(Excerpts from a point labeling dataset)
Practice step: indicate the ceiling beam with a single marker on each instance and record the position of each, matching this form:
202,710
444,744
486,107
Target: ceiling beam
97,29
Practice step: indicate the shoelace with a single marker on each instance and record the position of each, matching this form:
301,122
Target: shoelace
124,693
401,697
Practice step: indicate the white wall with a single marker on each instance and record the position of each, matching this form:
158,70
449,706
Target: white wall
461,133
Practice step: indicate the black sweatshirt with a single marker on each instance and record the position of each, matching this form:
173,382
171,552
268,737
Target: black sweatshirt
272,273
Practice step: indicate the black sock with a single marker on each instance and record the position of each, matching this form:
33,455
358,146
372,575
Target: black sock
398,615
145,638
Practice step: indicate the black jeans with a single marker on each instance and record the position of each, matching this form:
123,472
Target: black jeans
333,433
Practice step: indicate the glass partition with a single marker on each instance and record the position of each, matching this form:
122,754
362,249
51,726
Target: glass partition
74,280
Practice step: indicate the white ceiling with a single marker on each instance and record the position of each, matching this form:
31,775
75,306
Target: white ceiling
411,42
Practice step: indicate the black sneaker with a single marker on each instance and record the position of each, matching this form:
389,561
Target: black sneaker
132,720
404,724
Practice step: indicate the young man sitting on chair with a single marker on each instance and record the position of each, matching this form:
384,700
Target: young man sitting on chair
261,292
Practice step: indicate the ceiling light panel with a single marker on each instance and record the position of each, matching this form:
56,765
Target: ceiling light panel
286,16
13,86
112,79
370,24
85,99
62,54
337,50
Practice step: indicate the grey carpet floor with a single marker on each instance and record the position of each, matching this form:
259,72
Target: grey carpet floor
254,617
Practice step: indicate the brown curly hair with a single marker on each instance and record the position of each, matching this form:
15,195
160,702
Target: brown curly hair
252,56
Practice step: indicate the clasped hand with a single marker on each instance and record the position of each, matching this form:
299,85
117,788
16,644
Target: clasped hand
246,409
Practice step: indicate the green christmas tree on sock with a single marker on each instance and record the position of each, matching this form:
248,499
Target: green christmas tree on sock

WRITTEN REQUEST - Write the lines from the one containing "Practice step: indicate the green" through the end of the listing, both ends included, as a JSON list of strings with one string per line and blank lines left out.

ANSWER FOR THE TASK -
[
  "Practice step: indicate the green christmas tree on sock with a single marker on each instance and record the position of each, matching this form:",
  "248,499",
  "Target: green christmas tree on sock"
]